About this exercise: Go over the data and keep only the lines that include "reflection".

Given records:
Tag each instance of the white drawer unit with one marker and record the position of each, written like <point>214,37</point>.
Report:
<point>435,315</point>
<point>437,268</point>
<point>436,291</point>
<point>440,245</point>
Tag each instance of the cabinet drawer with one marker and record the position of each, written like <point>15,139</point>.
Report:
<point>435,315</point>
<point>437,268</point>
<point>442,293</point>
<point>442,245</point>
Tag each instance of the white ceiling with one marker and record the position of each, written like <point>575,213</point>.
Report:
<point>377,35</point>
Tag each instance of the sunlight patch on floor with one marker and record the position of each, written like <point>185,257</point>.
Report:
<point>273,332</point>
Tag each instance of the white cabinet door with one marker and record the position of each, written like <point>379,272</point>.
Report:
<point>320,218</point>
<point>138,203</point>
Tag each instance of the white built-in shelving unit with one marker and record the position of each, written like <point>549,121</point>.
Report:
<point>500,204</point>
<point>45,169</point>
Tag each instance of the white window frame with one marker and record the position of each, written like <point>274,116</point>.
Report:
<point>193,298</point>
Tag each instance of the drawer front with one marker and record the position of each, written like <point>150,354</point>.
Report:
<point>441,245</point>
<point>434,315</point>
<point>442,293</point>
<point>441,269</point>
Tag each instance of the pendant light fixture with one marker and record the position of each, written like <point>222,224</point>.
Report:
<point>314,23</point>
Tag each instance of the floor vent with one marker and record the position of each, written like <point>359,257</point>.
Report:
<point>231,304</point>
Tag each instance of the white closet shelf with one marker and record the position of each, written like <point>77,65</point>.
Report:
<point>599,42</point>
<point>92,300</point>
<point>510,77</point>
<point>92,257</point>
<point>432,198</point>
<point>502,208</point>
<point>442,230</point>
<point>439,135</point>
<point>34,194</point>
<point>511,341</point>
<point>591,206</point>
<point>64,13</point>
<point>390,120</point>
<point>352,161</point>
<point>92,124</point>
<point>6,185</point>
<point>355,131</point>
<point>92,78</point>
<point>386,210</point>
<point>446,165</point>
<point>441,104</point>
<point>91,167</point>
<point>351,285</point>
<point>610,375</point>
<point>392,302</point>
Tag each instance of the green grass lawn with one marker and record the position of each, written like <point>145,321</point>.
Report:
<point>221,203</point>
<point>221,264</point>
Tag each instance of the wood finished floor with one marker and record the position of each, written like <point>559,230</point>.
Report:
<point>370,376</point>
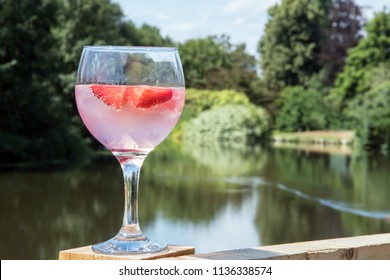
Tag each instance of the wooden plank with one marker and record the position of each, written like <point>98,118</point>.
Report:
<point>86,253</point>
<point>356,248</point>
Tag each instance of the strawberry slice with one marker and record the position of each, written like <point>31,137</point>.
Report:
<point>112,95</point>
<point>140,96</point>
<point>151,96</point>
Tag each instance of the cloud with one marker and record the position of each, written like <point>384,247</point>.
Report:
<point>247,6</point>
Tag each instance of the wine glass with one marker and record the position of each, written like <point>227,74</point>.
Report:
<point>130,99</point>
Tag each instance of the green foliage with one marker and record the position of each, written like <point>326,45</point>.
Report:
<point>369,53</point>
<point>370,112</point>
<point>290,42</point>
<point>214,63</point>
<point>301,109</point>
<point>228,124</point>
<point>41,43</point>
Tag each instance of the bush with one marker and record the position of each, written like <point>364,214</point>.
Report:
<point>301,109</point>
<point>198,101</point>
<point>229,124</point>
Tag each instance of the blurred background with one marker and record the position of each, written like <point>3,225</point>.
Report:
<point>285,134</point>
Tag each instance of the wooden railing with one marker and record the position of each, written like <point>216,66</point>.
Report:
<point>368,247</point>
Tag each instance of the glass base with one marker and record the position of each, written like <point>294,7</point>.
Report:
<point>116,246</point>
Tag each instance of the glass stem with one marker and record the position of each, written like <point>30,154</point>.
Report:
<point>131,166</point>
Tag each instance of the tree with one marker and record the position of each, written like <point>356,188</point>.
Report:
<point>304,37</point>
<point>302,108</point>
<point>215,63</point>
<point>369,113</point>
<point>289,45</point>
<point>342,32</point>
<point>371,52</point>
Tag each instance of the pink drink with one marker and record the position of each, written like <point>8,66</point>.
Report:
<point>128,118</point>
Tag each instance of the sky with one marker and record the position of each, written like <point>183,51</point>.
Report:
<point>242,20</point>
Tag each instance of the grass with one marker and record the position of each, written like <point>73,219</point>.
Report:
<point>323,137</point>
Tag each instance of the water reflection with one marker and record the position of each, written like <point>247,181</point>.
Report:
<point>211,197</point>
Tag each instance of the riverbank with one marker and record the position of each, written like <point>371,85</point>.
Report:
<point>343,138</point>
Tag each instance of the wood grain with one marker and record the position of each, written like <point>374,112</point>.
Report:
<point>86,253</point>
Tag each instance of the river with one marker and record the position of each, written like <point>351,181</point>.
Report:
<point>209,197</point>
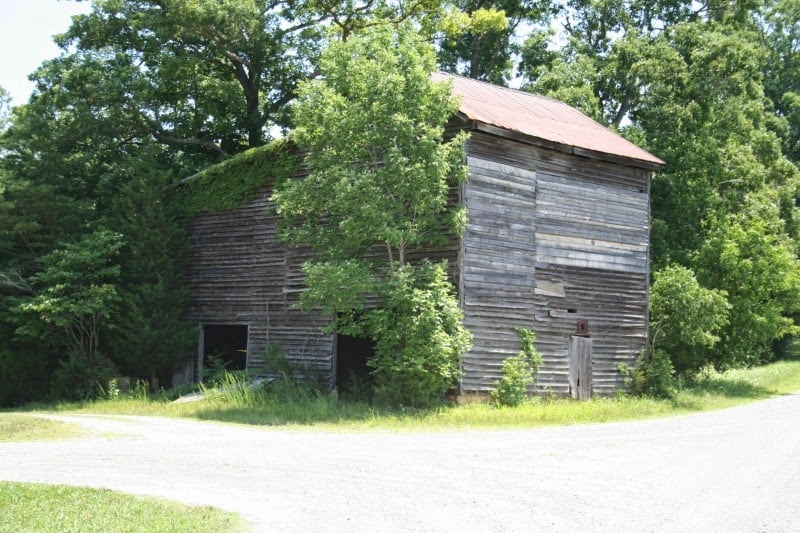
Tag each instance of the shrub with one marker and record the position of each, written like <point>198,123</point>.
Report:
<point>686,318</point>
<point>654,376</point>
<point>419,337</point>
<point>80,378</point>
<point>518,371</point>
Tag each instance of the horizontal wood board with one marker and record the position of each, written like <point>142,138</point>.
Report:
<point>588,259</point>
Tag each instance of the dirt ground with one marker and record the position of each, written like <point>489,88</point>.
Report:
<point>736,470</point>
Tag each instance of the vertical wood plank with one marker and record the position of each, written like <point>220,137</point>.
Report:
<point>580,367</point>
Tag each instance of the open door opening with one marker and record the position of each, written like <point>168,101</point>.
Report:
<point>228,344</point>
<point>352,354</point>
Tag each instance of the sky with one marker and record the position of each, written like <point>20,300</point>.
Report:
<point>27,28</point>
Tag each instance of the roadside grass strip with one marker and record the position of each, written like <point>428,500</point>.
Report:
<point>39,508</point>
<point>301,407</point>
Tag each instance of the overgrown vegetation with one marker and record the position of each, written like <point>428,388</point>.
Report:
<point>297,404</point>
<point>379,177</point>
<point>518,371</point>
<point>58,508</point>
<point>144,96</point>
<point>19,427</point>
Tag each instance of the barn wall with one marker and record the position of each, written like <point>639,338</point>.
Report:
<point>584,225</point>
<point>239,273</point>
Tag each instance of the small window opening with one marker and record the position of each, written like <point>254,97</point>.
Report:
<point>226,343</point>
<point>352,372</point>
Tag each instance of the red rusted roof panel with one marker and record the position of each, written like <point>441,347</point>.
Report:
<point>540,117</point>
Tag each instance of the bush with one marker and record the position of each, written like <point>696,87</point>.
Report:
<point>518,371</point>
<point>654,376</point>
<point>81,378</point>
<point>419,337</point>
<point>686,318</point>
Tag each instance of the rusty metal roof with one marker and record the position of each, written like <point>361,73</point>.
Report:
<point>541,118</point>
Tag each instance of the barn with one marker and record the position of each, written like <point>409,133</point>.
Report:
<point>557,242</point>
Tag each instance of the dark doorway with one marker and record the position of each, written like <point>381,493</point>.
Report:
<point>228,344</point>
<point>352,354</point>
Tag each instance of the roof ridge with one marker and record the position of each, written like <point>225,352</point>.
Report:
<point>512,89</point>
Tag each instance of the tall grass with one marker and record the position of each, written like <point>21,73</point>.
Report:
<point>291,404</point>
<point>19,427</point>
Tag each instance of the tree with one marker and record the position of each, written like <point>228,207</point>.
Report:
<point>749,256</point>
<point>378,186</point>
<point>685,318</point>
<point>484,44</point>
<point>781,33</point>
<point>75,295</point>
<point>5,105</point>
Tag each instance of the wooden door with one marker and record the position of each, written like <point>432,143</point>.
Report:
<point>580,367</point>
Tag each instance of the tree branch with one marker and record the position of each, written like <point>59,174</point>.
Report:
<point>12,282</point>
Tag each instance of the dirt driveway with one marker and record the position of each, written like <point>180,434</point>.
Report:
<point>727,471</point>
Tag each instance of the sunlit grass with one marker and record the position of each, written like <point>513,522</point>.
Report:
<point>20,427</point>
<point>298,406</point>
<point>32,507</point>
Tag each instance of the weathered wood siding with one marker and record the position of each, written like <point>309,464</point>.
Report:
<point>498,259</point>
<point>239,273</point>
<point>582,225</point>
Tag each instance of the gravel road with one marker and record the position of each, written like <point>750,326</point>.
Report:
<point>728,471</point>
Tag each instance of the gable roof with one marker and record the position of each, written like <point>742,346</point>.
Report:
<point>558,124</point>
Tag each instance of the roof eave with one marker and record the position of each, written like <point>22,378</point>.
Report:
<point>651,165</point>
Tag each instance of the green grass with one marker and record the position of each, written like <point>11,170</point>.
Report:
<point>32,507</point>
<point>19,427</point>
<point>299,407</point>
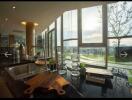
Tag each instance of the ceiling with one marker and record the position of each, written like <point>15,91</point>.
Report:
<point>42,12</point>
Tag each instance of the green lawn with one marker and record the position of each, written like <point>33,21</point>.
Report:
<point>130,71</point>
<point>111,59</point>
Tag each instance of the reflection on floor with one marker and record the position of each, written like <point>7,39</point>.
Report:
<point>4,92</point>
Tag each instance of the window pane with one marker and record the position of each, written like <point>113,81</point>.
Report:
<point>92,25</point>
<point>53,44</point>
<point>52,26</point>
<point>4,40</point>
<point>69,48</point>
<point>120,19</point>
<point>125,55</point>
<point>93,56</point>
<point>50,44</point>
<point>70,24</point>
<point>59,31</point>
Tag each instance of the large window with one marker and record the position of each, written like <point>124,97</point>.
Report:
<point>70,24</point>
<point>120,34</point>
<point>92,30</point>
<point>70,34</point>
<point>92,25</point>
<point>105,34</point>
<point>58,28</point>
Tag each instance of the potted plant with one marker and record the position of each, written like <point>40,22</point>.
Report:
<point>52,64</point>
<point>82,70</point>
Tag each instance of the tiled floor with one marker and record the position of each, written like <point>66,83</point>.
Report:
<point>4,92</point>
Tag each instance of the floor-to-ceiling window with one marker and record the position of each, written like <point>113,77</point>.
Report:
<point>92,48</point>
<point>70,34</point>
<point>58,28</point>
<point>120,34</point>
<point>51,41</point>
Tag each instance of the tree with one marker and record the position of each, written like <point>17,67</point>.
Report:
<point>120,21</point>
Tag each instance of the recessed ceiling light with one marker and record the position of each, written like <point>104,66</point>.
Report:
<point>13,7</point>
<point>6,19</point>
<point>23,23</point>
<point>35,24</point>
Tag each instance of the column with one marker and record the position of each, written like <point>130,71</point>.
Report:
<point>29,37</point>
<point>0,40</point>
<point>11,40</point>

Exercise result:
Tag each instance of the water reflection with one marker and record the position of each, written like <point>247,181</point>.
Tag each instance of the reflection on floor with one marker and record the position of each, written like <point>7,39</point>.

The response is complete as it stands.